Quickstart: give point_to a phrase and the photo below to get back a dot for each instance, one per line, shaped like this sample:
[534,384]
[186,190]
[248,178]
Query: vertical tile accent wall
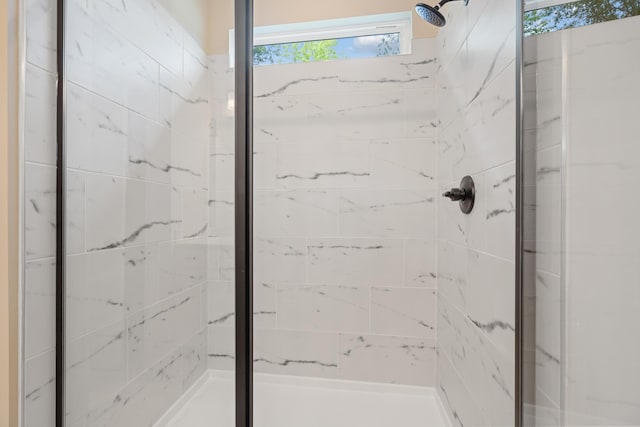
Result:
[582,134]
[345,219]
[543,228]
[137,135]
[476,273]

* * *

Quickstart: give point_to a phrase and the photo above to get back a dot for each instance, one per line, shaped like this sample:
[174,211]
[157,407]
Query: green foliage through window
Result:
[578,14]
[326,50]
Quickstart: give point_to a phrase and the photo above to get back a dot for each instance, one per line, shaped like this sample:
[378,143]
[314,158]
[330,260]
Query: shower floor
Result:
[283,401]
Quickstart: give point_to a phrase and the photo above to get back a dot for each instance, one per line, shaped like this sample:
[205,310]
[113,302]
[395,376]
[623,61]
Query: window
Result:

= THE REQUEST =
Please go through the lines above and pull out each one that contains the word "window", copying those lines unchanged.

= TASK ANSWER =
Query: green foliage through window
Query: window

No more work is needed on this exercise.